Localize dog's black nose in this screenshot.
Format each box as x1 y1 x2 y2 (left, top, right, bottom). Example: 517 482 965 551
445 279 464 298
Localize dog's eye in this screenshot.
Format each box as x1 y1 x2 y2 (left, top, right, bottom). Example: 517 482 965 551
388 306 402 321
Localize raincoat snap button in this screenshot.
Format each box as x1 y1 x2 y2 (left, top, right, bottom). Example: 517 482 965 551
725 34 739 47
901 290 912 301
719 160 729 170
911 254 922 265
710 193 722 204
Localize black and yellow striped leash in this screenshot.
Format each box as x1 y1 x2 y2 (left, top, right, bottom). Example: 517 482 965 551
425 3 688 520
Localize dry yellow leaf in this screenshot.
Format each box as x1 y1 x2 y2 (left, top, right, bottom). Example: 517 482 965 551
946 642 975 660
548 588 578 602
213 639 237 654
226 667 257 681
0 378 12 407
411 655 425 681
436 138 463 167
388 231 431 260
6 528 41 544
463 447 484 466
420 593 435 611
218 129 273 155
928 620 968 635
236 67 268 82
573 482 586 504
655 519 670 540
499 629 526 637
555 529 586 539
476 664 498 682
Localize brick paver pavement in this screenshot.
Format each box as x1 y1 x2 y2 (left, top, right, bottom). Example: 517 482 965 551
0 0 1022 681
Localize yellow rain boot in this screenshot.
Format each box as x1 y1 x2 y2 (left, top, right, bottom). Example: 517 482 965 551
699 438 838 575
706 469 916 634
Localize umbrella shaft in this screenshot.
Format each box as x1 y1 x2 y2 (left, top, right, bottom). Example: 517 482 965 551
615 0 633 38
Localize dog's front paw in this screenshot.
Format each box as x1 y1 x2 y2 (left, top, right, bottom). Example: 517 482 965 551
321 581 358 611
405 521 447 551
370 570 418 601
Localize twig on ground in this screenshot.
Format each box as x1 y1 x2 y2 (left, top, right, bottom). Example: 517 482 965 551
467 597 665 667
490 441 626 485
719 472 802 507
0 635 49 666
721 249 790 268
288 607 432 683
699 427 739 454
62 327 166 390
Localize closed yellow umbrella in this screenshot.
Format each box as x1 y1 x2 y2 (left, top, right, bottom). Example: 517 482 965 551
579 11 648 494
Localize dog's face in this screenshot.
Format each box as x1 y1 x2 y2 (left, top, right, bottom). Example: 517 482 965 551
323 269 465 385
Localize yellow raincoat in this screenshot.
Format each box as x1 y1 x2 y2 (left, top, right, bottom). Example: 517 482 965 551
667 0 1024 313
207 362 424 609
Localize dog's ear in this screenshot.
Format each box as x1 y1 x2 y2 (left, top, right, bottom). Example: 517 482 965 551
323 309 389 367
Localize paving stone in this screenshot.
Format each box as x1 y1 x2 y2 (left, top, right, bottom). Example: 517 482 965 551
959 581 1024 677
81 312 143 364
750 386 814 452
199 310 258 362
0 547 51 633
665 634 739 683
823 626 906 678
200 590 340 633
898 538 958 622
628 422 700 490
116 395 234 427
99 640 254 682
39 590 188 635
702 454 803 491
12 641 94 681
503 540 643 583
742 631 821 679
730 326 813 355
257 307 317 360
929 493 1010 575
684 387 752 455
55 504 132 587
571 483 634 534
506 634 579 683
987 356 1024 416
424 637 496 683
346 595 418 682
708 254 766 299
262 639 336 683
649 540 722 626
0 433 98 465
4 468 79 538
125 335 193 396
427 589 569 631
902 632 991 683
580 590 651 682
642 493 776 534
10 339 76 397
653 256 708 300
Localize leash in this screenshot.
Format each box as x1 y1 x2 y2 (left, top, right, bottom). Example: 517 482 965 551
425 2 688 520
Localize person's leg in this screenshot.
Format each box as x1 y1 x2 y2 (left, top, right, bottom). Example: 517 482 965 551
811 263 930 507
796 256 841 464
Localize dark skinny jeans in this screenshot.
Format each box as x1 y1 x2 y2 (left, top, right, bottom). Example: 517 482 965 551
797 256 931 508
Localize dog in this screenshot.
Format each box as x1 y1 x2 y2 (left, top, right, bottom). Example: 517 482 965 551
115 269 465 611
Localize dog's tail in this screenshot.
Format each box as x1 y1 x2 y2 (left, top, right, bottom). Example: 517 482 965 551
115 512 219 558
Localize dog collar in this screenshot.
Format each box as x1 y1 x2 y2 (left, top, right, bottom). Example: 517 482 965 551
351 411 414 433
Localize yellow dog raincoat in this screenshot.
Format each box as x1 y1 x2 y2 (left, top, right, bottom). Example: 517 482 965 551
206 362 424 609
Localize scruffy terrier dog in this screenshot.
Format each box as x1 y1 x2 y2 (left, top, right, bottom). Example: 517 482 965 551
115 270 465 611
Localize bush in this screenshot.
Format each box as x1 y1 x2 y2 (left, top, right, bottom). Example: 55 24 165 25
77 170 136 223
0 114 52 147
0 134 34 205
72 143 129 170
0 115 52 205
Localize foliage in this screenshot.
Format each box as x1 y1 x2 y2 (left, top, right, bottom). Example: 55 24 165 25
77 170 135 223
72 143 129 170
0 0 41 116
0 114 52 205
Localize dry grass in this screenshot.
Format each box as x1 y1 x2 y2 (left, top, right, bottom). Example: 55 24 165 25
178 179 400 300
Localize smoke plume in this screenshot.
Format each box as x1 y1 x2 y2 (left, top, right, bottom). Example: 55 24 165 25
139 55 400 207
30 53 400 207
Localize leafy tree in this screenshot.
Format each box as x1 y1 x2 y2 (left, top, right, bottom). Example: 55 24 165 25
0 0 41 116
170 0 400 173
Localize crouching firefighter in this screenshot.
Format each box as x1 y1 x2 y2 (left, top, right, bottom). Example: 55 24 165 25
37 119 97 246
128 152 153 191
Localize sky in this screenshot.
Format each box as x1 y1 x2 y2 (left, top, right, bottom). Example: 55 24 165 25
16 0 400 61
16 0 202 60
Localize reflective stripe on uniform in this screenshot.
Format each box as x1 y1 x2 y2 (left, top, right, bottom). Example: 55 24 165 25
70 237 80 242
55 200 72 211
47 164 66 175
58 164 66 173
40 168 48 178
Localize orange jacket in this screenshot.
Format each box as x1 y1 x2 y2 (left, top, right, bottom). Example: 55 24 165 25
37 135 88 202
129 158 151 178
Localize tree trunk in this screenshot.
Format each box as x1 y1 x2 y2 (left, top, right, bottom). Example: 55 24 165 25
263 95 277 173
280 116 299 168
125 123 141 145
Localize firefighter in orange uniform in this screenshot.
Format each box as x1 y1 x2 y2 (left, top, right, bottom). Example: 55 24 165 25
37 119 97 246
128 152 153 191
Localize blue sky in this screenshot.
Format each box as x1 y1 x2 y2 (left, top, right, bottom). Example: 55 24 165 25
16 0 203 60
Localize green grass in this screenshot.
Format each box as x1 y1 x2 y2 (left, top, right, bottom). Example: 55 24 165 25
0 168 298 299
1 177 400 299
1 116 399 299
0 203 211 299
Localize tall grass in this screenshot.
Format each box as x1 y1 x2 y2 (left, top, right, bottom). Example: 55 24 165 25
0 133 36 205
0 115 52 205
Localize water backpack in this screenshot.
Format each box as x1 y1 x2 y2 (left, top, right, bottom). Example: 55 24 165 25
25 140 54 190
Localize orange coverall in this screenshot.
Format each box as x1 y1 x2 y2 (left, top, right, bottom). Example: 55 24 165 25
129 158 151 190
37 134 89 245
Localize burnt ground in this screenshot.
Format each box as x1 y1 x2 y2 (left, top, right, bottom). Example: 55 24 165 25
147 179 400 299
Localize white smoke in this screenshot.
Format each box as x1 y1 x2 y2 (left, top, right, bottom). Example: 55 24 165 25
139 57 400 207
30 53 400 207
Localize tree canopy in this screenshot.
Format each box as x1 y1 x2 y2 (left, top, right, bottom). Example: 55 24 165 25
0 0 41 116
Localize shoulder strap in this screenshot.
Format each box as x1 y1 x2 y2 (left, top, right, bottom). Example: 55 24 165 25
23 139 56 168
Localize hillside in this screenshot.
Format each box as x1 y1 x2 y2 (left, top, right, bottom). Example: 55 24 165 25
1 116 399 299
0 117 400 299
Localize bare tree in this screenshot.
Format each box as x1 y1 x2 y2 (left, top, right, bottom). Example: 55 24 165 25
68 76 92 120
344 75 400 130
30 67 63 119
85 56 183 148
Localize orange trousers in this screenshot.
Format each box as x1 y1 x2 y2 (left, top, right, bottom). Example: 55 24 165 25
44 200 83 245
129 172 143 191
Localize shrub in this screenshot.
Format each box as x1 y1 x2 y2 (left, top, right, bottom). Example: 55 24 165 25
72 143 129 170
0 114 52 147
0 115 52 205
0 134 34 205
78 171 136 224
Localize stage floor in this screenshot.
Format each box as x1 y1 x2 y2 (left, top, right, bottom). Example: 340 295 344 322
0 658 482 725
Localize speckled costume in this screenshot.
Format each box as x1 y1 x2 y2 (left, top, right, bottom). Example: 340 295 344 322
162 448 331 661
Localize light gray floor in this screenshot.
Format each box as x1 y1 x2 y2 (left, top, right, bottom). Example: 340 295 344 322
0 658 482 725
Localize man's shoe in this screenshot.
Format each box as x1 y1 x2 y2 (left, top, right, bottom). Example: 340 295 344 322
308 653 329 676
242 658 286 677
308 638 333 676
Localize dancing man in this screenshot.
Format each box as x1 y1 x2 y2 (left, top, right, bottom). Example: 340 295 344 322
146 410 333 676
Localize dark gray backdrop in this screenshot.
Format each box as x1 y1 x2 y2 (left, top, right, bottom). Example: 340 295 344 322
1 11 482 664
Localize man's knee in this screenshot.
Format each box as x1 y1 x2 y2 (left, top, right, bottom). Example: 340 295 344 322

- [TASK STATEMENT] When the word "gray" appears in a line of the data, that line is counted; report the number only.

- [THE COMPLETED TASK] 2